Written request: Put every line of the items below into a JSON list of strings, one string per line, skipping any blank lines.

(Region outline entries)
— begin —

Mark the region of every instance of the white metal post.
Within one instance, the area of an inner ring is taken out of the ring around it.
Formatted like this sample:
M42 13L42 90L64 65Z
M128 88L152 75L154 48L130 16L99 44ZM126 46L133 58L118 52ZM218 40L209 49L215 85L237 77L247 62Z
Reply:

— end —

Task response:
[
  "Mark the region of every instance of the white metal post.",
  "Within one instance, the area of an inner ring is taken out of the ring around it.",
  "Formatted like this sample:",
  "M42 13L42 90L64 65Z",
  "M128 88L152 75L154 48L130 16L99 44ZM126 46L133 58L118 52ZM218 40L209 49L215 85L237 77L247 62Z",
  "Reply:"
]